CHALLENGE
Count the lines in the rows that contain the string "wheel", treating case as significant, and give only the number.

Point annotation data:
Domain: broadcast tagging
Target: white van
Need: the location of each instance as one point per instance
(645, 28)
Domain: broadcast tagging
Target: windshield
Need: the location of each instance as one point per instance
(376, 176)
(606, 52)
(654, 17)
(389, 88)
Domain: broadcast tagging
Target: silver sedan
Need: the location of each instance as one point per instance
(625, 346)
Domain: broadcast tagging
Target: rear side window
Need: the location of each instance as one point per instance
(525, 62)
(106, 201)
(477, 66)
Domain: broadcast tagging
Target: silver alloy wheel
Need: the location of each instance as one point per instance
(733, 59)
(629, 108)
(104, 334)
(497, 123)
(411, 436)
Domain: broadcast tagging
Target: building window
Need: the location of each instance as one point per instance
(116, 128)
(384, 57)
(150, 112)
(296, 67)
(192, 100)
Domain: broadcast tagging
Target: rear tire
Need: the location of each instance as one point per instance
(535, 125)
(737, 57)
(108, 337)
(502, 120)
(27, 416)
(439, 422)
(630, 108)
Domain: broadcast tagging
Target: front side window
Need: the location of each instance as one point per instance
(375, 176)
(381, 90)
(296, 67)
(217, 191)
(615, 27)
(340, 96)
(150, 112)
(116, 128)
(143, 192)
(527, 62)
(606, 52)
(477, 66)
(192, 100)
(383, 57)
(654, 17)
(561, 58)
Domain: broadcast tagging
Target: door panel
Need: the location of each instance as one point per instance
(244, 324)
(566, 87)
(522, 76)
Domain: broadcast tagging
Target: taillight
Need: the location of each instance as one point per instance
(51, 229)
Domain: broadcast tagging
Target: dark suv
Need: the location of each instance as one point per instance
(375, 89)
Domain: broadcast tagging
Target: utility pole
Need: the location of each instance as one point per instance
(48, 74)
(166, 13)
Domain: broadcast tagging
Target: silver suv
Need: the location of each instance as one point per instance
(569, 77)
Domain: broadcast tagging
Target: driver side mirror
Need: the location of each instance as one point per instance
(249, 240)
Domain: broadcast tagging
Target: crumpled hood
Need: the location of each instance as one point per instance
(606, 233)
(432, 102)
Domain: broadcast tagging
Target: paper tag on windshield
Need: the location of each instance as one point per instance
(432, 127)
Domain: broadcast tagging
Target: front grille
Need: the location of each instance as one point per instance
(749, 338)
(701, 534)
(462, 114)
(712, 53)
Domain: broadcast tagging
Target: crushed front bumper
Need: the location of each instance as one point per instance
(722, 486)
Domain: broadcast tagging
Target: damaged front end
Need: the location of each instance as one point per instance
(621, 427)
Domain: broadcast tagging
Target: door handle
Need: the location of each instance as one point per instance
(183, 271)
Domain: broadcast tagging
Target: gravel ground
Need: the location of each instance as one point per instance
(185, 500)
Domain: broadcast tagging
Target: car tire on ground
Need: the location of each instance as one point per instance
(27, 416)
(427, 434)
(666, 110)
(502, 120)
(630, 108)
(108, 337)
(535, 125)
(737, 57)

--

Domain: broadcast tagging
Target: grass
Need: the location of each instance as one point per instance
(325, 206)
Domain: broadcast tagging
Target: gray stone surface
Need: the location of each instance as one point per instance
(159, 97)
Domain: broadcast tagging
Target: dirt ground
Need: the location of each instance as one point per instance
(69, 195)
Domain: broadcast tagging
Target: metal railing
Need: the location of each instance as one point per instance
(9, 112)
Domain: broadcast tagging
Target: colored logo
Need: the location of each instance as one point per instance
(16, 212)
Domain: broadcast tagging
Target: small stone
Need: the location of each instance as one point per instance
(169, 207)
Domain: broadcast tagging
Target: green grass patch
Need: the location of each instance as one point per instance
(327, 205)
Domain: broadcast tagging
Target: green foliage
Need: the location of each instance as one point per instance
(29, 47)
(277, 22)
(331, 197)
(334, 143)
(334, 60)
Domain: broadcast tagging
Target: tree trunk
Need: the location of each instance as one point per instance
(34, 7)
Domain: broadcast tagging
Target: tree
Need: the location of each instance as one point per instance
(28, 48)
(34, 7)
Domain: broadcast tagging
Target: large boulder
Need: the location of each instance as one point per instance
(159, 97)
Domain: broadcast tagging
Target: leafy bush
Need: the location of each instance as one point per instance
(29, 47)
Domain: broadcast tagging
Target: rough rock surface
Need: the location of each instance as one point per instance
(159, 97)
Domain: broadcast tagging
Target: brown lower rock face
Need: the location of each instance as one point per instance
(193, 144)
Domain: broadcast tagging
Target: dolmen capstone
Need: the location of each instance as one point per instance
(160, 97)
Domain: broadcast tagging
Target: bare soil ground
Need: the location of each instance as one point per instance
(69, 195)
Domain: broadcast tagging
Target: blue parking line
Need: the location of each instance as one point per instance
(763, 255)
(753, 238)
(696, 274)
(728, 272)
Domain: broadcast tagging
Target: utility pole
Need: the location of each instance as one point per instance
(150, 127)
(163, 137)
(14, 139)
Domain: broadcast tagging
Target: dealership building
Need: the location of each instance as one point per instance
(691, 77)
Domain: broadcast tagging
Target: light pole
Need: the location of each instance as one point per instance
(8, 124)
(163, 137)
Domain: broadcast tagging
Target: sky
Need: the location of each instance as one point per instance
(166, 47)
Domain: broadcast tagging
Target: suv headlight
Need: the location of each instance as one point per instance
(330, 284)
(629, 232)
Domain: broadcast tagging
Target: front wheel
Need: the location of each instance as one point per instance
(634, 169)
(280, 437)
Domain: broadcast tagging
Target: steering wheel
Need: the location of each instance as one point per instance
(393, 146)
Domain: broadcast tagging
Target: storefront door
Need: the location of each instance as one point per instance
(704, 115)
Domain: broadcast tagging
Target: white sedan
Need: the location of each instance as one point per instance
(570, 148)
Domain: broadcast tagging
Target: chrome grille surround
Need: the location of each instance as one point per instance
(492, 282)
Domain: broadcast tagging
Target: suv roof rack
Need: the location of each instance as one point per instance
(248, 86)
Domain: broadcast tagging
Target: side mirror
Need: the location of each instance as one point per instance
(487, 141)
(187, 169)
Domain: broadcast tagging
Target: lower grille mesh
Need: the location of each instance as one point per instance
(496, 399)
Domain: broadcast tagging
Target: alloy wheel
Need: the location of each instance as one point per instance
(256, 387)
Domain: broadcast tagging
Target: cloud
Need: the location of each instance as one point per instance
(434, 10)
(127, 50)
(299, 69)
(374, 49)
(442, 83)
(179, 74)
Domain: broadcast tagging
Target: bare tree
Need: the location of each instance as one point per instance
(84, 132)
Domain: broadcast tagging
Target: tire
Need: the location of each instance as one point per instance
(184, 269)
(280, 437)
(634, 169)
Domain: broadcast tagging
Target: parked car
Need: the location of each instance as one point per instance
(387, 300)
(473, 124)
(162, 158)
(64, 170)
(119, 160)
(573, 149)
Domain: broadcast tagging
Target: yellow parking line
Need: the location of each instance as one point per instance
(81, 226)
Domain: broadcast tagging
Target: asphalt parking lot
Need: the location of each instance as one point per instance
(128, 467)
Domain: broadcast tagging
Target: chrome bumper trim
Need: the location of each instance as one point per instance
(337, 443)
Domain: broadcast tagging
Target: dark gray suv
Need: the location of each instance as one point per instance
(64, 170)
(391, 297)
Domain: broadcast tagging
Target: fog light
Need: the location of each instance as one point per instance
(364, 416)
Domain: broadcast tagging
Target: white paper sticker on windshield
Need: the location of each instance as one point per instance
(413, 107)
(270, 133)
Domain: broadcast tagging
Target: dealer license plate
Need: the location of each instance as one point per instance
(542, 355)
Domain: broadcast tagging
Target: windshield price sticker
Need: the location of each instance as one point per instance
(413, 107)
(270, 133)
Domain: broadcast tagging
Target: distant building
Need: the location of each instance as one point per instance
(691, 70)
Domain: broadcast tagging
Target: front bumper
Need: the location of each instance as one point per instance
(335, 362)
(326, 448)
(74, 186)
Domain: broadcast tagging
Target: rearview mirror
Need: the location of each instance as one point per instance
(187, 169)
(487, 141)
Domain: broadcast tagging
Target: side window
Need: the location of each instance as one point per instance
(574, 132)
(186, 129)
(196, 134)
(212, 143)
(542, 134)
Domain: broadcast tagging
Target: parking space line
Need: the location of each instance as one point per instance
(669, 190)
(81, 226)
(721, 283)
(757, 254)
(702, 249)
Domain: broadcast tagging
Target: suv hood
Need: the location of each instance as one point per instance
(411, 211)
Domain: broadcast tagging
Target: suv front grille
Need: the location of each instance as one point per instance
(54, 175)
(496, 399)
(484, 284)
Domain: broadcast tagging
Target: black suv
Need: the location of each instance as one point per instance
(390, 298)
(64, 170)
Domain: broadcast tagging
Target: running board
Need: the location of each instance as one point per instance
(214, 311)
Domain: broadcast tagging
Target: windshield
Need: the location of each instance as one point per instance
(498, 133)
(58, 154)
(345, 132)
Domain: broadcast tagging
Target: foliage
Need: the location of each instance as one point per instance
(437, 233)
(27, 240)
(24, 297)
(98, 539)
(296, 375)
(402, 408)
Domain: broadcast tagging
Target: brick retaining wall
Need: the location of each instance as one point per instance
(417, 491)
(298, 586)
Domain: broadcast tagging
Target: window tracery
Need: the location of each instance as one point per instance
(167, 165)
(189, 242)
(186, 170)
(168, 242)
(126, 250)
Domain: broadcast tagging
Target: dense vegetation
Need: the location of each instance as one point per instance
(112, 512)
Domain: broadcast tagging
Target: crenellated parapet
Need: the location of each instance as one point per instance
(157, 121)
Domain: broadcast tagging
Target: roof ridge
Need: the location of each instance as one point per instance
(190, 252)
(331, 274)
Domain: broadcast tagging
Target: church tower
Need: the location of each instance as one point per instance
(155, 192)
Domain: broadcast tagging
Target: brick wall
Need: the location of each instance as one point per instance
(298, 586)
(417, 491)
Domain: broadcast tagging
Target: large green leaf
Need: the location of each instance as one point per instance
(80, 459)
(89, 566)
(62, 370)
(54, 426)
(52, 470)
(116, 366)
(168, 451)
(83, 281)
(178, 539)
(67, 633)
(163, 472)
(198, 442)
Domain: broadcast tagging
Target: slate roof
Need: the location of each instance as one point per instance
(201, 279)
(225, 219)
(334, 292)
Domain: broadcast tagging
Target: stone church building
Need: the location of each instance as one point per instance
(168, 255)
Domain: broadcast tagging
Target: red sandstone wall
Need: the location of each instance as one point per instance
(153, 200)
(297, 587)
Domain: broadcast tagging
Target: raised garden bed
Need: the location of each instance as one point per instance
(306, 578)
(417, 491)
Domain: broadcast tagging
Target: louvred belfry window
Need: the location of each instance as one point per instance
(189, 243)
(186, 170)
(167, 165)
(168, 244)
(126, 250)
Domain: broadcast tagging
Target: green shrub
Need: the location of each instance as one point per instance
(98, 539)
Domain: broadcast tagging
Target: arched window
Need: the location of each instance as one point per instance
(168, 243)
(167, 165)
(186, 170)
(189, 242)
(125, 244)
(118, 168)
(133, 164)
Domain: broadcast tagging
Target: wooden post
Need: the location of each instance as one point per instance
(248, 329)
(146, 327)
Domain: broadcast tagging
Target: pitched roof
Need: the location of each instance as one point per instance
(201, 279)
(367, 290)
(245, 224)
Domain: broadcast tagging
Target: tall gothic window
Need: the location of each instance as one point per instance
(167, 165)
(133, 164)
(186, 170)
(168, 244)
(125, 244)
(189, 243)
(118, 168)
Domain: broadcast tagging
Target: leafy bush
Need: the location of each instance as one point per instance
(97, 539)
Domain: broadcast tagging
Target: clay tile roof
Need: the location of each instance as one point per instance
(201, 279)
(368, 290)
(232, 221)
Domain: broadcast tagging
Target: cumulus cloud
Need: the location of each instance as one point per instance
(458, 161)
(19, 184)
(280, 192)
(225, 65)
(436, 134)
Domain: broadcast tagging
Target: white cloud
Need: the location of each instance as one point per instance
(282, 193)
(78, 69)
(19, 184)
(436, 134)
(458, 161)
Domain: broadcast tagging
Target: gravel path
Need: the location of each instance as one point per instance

==

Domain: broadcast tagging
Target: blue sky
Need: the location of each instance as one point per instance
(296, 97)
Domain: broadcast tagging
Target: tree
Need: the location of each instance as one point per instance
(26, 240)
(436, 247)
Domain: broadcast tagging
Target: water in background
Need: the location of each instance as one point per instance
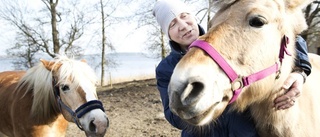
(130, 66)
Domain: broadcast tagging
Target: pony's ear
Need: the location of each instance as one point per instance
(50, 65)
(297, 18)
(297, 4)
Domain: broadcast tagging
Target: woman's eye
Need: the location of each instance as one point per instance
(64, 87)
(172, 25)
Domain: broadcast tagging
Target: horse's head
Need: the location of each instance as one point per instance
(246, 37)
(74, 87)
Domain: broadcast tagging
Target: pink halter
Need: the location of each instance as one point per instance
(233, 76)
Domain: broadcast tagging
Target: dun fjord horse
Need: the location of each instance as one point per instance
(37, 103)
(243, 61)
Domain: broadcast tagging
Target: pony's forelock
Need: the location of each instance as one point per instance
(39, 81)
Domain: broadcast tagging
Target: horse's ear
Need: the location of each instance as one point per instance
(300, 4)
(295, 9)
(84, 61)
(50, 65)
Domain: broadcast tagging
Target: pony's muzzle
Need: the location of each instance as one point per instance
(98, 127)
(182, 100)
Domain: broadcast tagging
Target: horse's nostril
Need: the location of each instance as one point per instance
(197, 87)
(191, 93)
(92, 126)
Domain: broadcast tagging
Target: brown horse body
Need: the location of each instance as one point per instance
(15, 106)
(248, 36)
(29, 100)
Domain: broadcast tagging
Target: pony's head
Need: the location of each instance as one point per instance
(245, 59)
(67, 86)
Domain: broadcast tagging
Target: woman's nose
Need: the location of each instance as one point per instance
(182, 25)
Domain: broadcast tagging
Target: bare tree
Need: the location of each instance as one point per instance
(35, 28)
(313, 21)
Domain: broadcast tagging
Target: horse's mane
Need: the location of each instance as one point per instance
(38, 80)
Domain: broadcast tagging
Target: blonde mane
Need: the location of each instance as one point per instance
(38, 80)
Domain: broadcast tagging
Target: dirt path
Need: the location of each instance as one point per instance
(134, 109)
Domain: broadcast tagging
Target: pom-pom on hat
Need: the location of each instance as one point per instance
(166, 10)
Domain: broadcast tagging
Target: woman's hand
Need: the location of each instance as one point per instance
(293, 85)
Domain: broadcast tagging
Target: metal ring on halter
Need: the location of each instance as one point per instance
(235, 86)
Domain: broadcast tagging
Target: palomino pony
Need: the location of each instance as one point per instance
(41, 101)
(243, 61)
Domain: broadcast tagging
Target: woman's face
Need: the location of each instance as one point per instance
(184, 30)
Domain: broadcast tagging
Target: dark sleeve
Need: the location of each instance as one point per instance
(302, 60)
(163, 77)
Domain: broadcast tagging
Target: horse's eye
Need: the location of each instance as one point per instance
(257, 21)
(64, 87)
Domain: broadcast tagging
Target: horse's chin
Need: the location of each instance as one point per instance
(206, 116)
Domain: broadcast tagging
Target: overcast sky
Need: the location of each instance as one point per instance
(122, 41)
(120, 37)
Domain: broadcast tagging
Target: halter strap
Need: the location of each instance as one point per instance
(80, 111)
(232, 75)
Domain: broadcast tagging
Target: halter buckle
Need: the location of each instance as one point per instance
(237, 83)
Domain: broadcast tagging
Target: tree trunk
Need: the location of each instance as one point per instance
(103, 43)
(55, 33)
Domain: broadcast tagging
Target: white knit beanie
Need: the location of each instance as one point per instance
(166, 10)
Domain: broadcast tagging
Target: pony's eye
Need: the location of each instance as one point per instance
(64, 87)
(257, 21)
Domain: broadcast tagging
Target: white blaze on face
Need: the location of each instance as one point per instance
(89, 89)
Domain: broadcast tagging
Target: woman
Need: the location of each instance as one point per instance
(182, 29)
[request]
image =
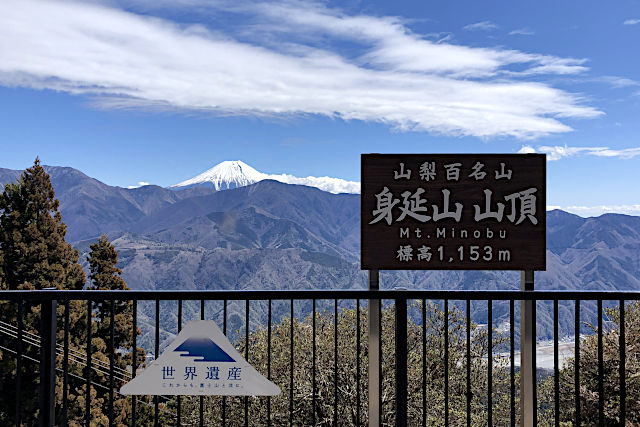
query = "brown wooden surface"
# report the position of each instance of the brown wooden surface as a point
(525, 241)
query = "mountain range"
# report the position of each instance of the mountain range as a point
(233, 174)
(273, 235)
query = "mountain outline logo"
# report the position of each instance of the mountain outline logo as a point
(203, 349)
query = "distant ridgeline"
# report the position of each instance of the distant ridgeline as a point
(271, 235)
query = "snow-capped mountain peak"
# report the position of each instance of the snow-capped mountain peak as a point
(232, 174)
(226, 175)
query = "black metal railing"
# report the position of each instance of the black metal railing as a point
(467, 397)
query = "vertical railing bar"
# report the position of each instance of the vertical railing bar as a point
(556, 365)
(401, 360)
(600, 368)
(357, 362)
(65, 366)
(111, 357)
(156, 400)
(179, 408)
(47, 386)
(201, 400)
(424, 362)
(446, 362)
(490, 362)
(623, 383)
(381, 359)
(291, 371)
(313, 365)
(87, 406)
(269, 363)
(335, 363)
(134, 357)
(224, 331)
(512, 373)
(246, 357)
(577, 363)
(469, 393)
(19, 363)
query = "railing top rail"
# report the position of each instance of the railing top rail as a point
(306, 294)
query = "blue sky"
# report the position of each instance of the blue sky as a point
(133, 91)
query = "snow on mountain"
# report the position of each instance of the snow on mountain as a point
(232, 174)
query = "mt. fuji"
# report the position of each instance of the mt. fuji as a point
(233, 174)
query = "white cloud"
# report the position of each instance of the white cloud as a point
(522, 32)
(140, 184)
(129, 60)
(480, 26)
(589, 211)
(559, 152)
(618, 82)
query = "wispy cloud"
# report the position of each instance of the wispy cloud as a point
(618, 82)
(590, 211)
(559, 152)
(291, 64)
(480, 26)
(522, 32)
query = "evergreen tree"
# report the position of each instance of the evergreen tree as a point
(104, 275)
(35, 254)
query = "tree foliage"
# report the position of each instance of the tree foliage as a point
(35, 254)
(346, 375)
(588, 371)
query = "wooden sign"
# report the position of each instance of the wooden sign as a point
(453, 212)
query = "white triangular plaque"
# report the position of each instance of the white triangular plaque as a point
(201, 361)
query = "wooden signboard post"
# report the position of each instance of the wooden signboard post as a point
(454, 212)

FINISHED TASK
4